§ DO THIS: Please pick out every line of the entries below that contains the word "dark" and copy each one. Matching is case-sensitive.
--- Start of PROVIDED INFORMATION ---
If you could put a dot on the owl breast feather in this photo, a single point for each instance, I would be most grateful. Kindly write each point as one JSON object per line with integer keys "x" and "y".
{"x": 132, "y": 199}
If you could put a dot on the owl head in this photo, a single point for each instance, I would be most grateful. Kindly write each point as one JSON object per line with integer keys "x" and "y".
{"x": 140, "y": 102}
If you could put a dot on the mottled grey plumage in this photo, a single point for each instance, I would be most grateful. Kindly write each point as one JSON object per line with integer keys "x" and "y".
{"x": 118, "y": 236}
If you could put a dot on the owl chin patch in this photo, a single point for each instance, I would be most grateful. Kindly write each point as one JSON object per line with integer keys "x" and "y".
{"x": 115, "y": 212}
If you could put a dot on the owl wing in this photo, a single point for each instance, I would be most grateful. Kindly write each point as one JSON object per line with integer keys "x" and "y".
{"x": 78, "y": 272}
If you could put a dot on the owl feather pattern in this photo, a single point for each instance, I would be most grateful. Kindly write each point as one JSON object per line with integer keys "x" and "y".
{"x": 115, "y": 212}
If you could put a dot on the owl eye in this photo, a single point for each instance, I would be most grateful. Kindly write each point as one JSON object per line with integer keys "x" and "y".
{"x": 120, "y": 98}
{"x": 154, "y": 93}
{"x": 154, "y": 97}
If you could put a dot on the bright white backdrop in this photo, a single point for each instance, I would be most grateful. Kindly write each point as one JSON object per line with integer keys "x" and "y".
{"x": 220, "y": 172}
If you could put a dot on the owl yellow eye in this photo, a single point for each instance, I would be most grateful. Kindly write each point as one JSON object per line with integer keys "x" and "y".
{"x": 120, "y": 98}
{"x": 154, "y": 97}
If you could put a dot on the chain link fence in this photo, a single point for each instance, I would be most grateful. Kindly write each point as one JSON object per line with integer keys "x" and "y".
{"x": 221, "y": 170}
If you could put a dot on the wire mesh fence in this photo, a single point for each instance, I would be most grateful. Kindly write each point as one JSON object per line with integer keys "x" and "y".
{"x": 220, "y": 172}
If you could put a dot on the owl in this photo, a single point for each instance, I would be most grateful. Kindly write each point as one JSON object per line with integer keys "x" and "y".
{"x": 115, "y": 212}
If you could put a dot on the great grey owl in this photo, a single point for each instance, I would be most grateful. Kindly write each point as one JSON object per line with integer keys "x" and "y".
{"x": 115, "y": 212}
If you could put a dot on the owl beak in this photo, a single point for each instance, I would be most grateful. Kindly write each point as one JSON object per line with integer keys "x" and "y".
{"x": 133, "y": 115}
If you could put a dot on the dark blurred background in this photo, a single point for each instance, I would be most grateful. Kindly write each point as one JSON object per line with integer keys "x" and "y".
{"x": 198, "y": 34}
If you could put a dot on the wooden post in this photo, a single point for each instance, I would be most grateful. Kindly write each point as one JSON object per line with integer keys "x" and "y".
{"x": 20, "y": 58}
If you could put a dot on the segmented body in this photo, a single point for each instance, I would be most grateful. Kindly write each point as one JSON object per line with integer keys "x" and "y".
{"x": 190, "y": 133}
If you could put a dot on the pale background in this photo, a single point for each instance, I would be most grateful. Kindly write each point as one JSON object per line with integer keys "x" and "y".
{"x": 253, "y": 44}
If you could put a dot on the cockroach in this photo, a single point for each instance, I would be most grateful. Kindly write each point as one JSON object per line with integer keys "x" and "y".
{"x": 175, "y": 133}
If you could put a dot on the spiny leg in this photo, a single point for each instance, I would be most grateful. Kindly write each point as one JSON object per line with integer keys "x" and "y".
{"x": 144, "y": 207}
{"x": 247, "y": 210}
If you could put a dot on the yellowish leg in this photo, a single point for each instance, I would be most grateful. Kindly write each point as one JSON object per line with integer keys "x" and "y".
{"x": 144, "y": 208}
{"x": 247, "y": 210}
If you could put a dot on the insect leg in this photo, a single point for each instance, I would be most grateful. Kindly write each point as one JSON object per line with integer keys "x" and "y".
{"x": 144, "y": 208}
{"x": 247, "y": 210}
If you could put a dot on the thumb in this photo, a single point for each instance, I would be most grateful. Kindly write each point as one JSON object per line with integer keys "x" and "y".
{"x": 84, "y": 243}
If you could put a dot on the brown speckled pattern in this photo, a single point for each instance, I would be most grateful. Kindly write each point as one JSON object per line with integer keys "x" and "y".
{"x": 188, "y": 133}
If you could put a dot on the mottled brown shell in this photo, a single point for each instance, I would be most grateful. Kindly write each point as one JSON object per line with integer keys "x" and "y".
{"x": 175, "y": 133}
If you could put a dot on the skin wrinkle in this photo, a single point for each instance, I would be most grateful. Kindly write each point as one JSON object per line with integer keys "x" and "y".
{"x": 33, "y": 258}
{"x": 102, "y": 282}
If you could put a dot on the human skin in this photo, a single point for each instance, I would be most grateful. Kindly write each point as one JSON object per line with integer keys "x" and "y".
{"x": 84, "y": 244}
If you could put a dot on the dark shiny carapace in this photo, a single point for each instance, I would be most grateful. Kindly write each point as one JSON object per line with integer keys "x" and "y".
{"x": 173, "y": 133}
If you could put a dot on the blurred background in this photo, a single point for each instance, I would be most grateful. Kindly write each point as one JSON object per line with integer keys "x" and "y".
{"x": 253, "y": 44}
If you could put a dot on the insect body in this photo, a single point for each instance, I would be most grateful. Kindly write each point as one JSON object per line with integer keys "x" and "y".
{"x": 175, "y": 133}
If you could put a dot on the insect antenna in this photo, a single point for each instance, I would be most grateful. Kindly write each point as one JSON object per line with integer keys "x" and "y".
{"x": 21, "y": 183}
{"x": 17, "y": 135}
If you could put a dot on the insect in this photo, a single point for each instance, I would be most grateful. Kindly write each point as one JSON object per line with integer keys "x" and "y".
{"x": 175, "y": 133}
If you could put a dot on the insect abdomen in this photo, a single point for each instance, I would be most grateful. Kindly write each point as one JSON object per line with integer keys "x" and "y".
--- End of PROVIDED INFORMATION ---
--- Start of PROVIDED INFORMATION ---
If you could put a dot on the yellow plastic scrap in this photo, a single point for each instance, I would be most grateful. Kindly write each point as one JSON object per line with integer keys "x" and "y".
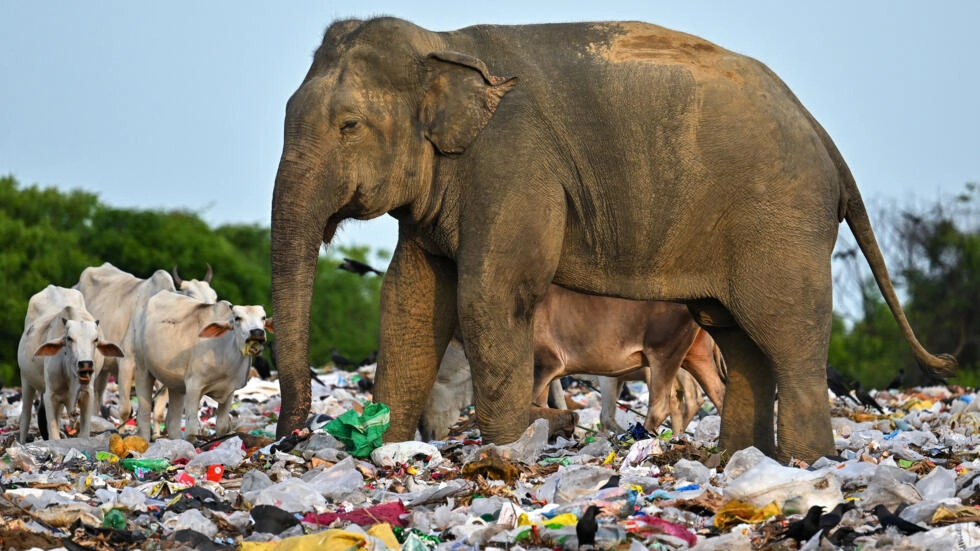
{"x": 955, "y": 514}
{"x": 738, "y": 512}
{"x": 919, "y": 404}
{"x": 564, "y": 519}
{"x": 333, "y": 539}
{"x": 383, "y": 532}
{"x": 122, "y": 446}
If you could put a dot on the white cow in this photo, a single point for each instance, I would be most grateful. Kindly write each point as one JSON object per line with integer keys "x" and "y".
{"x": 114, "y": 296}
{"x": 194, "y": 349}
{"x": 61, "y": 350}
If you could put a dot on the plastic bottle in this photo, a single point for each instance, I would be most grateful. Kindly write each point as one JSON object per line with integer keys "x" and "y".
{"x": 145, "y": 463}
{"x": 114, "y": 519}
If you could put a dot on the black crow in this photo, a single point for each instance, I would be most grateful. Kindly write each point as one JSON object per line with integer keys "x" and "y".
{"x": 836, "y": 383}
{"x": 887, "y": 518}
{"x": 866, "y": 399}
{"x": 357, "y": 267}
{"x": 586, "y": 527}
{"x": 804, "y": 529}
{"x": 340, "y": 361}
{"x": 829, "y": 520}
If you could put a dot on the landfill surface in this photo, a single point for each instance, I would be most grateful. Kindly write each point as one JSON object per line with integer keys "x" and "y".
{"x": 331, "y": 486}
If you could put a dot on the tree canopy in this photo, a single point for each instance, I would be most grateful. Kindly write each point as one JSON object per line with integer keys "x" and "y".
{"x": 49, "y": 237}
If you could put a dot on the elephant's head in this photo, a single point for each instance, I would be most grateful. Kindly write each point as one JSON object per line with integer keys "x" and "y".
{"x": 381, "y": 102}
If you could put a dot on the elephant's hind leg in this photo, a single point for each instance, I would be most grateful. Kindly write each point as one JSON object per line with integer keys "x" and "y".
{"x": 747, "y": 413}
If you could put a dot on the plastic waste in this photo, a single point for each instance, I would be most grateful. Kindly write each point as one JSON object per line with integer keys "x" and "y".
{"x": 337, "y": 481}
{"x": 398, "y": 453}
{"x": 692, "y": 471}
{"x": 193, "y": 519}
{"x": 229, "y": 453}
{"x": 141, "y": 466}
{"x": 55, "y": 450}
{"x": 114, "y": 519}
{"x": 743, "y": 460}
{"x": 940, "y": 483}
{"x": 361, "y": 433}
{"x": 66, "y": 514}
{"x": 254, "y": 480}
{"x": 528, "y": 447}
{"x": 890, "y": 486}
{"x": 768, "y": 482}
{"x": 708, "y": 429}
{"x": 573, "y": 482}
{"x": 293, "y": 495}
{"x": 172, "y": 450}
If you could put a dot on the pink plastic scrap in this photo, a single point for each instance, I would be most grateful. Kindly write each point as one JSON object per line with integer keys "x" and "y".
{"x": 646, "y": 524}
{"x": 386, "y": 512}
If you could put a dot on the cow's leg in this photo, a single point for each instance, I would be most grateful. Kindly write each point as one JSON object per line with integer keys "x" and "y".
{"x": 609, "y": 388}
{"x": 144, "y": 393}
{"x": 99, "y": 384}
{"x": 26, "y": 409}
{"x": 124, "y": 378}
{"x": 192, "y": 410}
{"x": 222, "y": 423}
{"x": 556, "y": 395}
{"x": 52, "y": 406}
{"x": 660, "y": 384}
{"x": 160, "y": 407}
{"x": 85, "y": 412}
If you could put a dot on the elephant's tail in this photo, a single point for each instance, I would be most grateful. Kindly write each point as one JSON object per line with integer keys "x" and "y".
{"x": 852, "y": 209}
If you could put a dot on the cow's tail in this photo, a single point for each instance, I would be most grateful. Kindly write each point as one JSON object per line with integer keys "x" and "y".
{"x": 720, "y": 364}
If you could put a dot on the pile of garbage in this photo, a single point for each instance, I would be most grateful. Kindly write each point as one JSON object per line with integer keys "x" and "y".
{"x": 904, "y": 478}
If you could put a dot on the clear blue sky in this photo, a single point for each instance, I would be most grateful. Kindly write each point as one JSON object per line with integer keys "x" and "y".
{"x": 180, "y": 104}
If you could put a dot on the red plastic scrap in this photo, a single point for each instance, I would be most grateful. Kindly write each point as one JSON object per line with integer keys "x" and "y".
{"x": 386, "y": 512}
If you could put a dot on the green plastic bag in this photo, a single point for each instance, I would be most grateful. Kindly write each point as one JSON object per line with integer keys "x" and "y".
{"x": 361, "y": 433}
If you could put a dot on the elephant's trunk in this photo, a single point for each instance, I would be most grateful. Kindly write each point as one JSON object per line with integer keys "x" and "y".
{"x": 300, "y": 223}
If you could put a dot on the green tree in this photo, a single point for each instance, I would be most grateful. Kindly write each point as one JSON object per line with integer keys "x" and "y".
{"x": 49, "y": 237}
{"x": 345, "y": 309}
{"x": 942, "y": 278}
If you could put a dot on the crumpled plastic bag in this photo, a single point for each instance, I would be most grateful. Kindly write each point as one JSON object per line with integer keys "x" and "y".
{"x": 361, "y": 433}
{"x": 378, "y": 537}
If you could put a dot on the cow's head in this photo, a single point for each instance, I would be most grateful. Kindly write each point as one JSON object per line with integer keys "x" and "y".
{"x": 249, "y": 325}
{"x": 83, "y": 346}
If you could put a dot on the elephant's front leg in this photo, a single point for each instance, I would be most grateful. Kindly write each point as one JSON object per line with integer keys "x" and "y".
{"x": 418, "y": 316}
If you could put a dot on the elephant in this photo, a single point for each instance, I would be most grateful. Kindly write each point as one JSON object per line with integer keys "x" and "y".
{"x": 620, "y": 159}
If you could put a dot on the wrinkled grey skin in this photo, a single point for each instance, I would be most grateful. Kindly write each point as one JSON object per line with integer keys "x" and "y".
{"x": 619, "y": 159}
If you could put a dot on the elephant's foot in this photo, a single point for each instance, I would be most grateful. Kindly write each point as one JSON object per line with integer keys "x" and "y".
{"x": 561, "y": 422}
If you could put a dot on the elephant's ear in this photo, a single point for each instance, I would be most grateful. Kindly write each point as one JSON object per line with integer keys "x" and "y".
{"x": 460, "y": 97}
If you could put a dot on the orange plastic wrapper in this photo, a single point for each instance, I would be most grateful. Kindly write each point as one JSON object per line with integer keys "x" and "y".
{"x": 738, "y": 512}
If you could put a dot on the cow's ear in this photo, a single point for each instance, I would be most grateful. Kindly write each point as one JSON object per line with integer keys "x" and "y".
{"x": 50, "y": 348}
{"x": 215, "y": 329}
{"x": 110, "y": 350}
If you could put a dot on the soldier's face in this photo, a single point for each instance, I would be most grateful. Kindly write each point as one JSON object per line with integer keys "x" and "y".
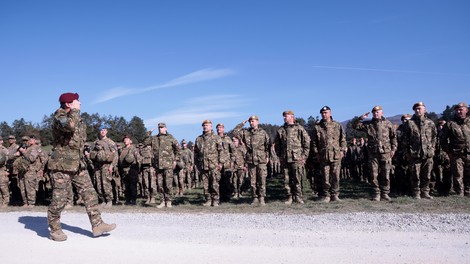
--- End of PROVIDED INFORMATION ---
§ OUTPUT FOR THIS EXERCISE:
If you could put a dot on the dark blurred background in this photo, a single point for each instance, I would be most grateful. Kindly write each point as one JSON object per line with integer keys "x" and "y".
If you could put a dot on the dark shiny carapace in this photo, a single point for each instance, I would be most grateful. Kindly write each point as one JSON object per line with integer keys "x" and "y".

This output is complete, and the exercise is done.